-- Provided material --
--------------------------------

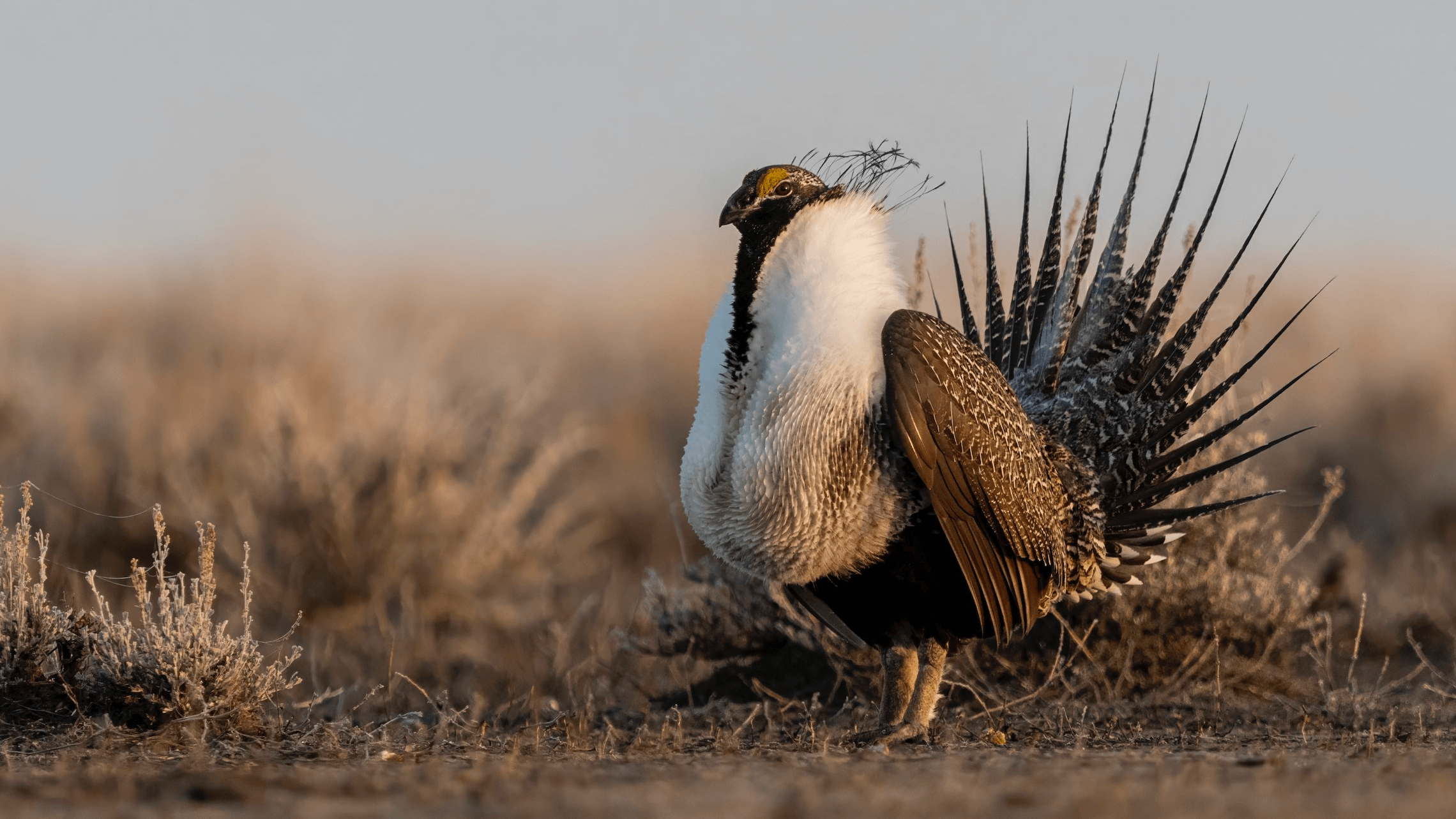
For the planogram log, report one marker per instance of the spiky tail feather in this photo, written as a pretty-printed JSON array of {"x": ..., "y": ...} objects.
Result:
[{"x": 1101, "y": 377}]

--------------------------------

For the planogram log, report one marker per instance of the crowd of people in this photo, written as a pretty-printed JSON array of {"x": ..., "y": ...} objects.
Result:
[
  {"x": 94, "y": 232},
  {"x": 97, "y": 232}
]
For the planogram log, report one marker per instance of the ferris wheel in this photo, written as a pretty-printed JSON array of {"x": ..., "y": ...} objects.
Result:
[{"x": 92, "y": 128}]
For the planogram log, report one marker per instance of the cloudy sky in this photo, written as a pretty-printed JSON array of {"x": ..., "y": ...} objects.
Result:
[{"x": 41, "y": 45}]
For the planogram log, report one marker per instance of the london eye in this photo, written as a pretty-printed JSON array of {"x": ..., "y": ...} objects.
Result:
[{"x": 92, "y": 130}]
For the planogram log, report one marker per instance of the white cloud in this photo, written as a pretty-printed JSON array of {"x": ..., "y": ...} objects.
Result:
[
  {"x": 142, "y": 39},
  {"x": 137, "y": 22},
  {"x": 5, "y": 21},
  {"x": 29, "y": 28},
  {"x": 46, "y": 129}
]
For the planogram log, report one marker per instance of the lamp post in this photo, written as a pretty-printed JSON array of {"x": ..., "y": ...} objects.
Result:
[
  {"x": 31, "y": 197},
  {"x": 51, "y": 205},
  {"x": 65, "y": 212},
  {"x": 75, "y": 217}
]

--------------------------------

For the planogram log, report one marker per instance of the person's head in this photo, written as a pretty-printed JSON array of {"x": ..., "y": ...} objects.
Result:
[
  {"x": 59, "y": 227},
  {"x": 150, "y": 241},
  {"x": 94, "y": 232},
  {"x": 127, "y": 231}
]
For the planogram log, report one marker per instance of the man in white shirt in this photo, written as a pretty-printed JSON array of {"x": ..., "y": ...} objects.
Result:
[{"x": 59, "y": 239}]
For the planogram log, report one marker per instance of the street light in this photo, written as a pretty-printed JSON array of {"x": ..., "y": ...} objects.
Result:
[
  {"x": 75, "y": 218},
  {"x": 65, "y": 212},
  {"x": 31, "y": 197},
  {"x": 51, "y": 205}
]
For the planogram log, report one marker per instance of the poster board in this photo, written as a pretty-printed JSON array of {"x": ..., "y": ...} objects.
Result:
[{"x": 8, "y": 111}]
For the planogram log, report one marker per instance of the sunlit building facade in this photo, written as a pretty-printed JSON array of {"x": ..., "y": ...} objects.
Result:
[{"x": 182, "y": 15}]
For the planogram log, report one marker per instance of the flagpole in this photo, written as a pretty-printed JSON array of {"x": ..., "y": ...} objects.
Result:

--------------------------------

-- Work instruction --
Above are some lines. Repeat exactly, and only, those from the line that has "of the person's" through the line that has "of the sunlit".

-- Task output --
For the planogram log, report one marker per instance of the person's head in this photo, written as a pretty-printed JSON array of {"x": ..., "y": ...} objects.
Result:
[
  {"x": 59, "y": 227},
  {"x": 150, "y": 241},
  {"x": 94, "y": 232},
  {"x": 127, "y": 231}
]
For the planogram log, report one marker per instance of the man in white shirt in this photo, written as a pretty-printed JSON array of {"x": ..., "y": ...} objects.
Result:
[{"x": 59, "y": 239}]
For the planogram log, report one marker per instance of the street light in this photo, written as a pretty-printed JSON array of {"x": ..., "y": ...} objects.
Result:
[
  {"x": 75, "y": 218},
  {"x": 65, "y": 212},
  {"x": 31, "y": 197},
  {"x": 51, "y": 205}
]
For the planogram log, report one marker per instance of the poster board in this photo, written as a pretty-printed JSON array of {"x": ..., "y": ...} objects.
Result:
[{"x": 8, "y": 111}]
For the planogram log, report one marker per instance of the sunlit building facade in this photo, written as a pretty-printed JSON array of {"x": ..., "y": ...} objects.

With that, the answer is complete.